**DOCUMENT TEXT:**
━━━━━━━━━━

“From what we get, we can make a living; what we give, however, makes a life.” ~ Arthur Ashe
I started working in a nasty corner charity shop that was dark and grey and smelled like dead old people. It was for my community service hours as part of a national philanthropy organization, which shall remain nameless. Never, even once, did it feel like I was working for my community or making the world a better place. It felt like a lame, monthly obligation. And it was.
I grew up helping people at events designed to give kids “community service” hours. It was good for our high school applications, and great for college entrance brownie points. But, it missed the point. My Community Service didn’t feel remotely like I was part of a community, and even less, providing a service.
Going out on a limb here: I want my kids to want to give.
I suppose if we were part of a church, there would be built-in community service. If we were part of Boy Scouts, then we’d have charity work at-the-ready. But truth is, even that kind of giving is forced giving. It’s what you have to do, not what you yearn for.
So, a year ago, I plated the seed with my then twin 9-year-olds. I told them when they turned 10 in July 2013, they’d begin service to their community. They’d pick their own avenue of giving, be as creative as they wanted to be, but that there were two rules:
- Each child must give their age in hours monthly. (So at age 10, they’d do 10 hours per month).
- You have to stick with your choice, however difficult, boring, tedious, for a period of one year.

━━━━━━━━━━

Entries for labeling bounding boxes
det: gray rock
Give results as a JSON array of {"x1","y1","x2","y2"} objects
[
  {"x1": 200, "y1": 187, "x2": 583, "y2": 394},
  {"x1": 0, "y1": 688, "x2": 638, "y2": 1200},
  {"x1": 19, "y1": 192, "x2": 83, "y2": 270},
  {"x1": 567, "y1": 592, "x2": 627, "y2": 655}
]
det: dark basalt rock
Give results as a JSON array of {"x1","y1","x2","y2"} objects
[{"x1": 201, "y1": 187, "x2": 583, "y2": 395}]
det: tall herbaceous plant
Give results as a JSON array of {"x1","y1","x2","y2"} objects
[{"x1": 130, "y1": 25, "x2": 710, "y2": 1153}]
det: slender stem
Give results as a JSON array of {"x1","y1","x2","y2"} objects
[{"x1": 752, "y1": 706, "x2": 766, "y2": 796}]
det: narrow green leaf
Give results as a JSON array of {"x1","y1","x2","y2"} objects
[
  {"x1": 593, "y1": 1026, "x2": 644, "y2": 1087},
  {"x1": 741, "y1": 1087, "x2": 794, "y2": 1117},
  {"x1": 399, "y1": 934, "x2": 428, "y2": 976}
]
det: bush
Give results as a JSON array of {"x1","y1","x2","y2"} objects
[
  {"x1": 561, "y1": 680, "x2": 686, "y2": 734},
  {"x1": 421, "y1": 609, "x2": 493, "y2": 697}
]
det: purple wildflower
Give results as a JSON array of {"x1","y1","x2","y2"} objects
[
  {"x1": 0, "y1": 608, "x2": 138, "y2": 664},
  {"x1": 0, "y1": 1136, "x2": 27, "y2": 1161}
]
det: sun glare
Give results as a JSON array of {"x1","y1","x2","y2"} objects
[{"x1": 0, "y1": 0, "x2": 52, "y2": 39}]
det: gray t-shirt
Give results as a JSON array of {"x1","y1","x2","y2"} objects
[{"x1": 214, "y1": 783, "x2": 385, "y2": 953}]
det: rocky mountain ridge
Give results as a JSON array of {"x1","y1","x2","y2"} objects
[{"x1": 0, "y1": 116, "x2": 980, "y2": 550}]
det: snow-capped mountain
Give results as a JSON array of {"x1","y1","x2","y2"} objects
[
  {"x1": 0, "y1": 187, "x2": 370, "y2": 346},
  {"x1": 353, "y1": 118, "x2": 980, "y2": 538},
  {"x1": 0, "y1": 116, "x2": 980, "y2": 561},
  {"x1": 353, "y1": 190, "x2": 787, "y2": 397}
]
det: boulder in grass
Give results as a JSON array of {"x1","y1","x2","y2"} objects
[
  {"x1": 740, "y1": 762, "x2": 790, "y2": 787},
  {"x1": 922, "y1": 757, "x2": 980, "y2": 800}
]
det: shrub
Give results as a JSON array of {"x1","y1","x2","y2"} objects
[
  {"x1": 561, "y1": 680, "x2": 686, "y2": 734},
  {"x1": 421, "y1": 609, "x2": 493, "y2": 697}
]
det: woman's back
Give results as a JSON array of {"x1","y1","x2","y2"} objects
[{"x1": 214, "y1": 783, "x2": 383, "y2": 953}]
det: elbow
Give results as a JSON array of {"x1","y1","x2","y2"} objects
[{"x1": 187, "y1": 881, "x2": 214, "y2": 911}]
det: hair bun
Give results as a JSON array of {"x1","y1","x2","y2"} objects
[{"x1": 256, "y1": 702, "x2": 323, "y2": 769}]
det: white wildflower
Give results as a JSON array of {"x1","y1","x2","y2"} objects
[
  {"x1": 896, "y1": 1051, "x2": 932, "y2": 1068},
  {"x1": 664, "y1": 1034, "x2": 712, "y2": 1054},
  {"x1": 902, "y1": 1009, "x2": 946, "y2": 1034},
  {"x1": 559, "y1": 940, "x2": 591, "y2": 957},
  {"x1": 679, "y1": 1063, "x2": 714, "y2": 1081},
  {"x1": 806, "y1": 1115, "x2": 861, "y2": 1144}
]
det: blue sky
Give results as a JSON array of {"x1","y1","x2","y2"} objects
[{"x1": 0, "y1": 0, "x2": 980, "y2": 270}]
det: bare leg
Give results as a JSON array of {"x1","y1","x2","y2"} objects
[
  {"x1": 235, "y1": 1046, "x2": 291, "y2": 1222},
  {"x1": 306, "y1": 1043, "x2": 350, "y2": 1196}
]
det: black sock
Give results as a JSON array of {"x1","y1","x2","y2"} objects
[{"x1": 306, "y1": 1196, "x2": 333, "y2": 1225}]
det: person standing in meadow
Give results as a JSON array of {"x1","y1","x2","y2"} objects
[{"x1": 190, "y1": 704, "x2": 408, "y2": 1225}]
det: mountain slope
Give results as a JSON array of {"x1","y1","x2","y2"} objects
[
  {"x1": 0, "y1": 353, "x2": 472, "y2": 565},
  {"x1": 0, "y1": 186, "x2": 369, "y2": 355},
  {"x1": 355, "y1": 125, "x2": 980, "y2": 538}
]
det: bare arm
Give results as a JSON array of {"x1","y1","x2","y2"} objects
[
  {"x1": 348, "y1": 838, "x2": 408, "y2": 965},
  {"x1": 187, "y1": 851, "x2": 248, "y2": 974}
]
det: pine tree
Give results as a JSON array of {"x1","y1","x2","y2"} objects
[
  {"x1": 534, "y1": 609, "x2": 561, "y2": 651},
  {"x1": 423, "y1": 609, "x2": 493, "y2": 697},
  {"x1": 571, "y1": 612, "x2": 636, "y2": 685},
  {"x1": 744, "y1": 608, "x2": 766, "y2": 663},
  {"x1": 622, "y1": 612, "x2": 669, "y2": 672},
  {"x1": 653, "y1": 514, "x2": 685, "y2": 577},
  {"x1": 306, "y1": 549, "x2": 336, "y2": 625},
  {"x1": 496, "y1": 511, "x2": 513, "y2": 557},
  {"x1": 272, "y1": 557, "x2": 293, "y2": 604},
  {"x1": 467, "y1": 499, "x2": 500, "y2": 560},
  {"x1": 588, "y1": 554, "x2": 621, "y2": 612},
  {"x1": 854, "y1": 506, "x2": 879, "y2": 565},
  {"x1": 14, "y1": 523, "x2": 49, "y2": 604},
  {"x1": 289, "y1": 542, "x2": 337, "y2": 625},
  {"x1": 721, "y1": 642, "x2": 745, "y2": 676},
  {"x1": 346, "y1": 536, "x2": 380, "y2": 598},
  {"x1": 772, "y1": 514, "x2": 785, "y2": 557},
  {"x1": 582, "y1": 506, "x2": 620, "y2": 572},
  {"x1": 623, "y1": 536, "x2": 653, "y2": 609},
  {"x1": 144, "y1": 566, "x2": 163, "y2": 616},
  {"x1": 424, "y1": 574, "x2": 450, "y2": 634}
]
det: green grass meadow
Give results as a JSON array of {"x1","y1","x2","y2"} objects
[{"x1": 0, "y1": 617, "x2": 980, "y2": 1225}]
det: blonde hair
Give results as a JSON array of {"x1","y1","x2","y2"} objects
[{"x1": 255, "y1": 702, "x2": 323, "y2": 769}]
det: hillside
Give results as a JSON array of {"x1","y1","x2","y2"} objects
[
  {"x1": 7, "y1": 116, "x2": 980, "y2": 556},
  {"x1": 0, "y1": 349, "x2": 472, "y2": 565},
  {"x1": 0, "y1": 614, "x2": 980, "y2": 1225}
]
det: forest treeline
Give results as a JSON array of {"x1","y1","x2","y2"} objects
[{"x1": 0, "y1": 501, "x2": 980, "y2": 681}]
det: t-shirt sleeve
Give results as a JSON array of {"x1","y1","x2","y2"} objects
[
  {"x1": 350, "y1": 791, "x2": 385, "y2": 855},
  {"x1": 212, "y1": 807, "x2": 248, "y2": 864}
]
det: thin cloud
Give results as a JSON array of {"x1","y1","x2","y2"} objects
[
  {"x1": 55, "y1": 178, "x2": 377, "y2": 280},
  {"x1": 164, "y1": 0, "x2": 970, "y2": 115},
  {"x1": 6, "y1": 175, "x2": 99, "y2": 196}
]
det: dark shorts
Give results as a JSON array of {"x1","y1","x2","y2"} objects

━━━━━━━━━━

**PROBLEM TO WORK ON:**
Please reproduce the passage of the community service essay word for word, from "Going out on" up to and including "you yearn for.".

**ANSWER:**
Going out on a limb here: I want my kids to want to give.
I suppose if we were part of a church, there would be built-in community service. If we were part of Boy Scouts, then we’d have charity work at-the-ready. But truth is, even that kind of giving is forced giving. It’s what you have to do, not what you yearn for.